* Work required: Your task is to output all the records below, word for word.

* Data shown:

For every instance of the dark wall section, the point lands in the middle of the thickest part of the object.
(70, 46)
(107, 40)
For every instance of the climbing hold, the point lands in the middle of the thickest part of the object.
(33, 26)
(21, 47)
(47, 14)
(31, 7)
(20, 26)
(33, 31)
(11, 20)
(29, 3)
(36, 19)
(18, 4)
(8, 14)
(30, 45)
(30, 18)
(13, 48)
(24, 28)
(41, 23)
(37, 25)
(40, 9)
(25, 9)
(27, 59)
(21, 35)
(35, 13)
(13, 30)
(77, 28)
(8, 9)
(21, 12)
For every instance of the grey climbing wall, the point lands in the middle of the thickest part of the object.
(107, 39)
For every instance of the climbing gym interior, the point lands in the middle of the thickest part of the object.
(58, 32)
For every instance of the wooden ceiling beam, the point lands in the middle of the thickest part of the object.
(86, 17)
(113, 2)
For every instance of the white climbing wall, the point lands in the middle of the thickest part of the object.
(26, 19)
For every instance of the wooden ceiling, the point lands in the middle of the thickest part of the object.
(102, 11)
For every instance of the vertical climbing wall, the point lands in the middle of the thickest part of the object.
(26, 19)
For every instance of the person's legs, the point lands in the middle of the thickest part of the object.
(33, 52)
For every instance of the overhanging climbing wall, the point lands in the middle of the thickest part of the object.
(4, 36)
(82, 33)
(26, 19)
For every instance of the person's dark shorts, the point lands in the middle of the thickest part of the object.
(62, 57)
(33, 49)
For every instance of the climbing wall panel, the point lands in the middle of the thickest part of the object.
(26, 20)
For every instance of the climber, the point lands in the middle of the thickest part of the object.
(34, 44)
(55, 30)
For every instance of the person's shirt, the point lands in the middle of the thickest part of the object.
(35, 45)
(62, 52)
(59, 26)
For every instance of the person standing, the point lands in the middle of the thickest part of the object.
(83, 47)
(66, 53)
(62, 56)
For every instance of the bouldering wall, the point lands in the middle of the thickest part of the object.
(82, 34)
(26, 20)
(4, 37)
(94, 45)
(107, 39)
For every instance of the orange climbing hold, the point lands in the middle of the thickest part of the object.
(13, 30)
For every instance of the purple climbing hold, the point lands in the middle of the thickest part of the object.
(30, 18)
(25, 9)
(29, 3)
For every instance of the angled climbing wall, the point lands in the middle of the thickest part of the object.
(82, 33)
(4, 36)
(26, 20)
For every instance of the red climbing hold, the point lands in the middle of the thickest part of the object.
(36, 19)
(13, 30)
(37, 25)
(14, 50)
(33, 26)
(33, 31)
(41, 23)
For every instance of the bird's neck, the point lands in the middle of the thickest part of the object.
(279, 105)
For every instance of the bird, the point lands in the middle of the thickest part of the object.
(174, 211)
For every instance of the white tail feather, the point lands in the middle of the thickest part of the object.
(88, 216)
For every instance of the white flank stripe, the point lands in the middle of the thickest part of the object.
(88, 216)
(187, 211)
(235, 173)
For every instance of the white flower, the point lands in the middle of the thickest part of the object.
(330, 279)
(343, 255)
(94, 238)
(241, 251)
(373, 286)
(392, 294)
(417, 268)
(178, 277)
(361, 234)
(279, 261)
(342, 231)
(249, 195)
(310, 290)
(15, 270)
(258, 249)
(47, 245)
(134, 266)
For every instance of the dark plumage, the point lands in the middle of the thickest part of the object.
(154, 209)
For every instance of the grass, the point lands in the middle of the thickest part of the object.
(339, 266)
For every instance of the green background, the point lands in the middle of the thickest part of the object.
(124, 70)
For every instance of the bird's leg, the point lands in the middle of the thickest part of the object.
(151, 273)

* Written solution:
For every instance of the dark wall section, the point lands in the middle of the thickest part of the object.
(70, 46)
(107, 40)
For every instance of the climbing hold, the point lands in the middle of the thickest part of the object.
(33, 26)
(21, 47)
(47, 14)
(31, 7)
(20, 26)
(33, 31)
(11, 20)
(29, 3)
(36, 19)
(18, 4)
(8, 14)
(30, 45)
(30, 18)
(13, 48)
(24, 28)
(41, 23)
(37, 25)
(40, 9)
(25, 9)
(27, 59)
(21, 35)
(35, 13)
(13, 30)
(77, 28)
(8, 9)
(21, 12)
For every instance of the grey climbing wall, the point lands in the middle of the thickest part of the object.
(107, 39)
For every instance of the climbing gym interior, the point lands in the middle of the thickest part of the object.
(58, 32)
For every instance of the wooden ceiling beam, the point lands in the middle of the thickest part of the object.
(86, 17)
(113, 2)
For every instance of the white climbing wall, the point lands in the middle of the thickest part of the object.
(26, 19)
For every instance of the wooden ceiling, the point lands in the middle of the thickest part of the object.
(102, 11)
For every instance of the vertical climbing wall, the point lands in the middle of the thickest part of the object.
(26, 19)
For every instance of the person's legs, the point lands in the middle of the thickest part of the object.
(33, 52)
For every instance of the overhanging climbing wall, the point lands in the middle of the thickest part of the object.
(4, 36)
(82, 33)
(26, 19)
For every instance of the person's dark shorts, the point lands in the middle of the thickest part of the object.
(62, 57)
(33, 49)
For every instance of the climbing wall panel, the point lands in the middle of the thickest part of the object.
(26, 20)
For every instance of the climber, the point lands in the middle of the thickest part of the object.
(34, 44)
(55, 30)
For every instance of the person's shirt, the point lands in the middle of the thickest part of the object.
(35, 45)
(62, 52)
(59, 26)
For every instance of the person standing, the point lands in the middle of the thickest part of the object.
(83, 47)
(66, 53)
(62, 56)
For every instance of the bouldering wall, the point lands in the middle of the thickest part of the object.
(82, 34)
(26, 20)
(4, 37)
(94, 45)
(107, 39)
For every instance of the orange climbing hold, the point lands in the middle of the thickest part of the object.
(13, 30)
For every instance of the purple climbing hold, the point lands in the middle of the thickest part of the object.
(30, 18)
(25, 9)
(29, 3)
For every instance of the angled climbing wall, the point lands in the middle of the thickest part of the object.
(82, 33)
(4, 36)
(26, 20)
For every instance of the red climbing hold, the point lands in the middle of the thickest part of the object.
(36, 19)
(13, 30)
(37, 25)
(14, 50)
(33, 26)
(33, 31)
(41, 23)
For every instance of the bird's neck, the point lands in the middle of the thickest part of the object.
(279, 105)
For every instance of the bird, the point lands in the middle of the thickest part of the object.
(174, 211)
For every instance of the white tail feather, the point lands in the middle of the thickest part of the object.
(88, 216)
For every instance of the white flank stripe, the point lands in the middle of the thickest part of the object.
(88, 216)
(187, 211)
(235, 173)
For every instance of the white flower, the point lands in the middle of the thickest part of the object.
(330, 279)
(343, 255)
(94, 238)
(241, 251)
(373, 286)
(392, 294)
(417, 268)
(178, 277)
(361, 234)
(279, 261)
(342, 231)
(249, 195)
(310, 290)
(15, 270)
(258, 249)
(47, 245)
(134, 266)
For every instance of the dark plumage, the point lands in the middle of the thickest part of the object.
(154, 209)
For every instance of the grass, the point lands in the middle of the thickest part of the object.
(339, 266)
For every instance of the green background, the point lands in the middle of the thickest part of the object.
(124, 70)
For every instance of the bird's leg, the point lands in the middle of the thickest part of the object.
(151, 273)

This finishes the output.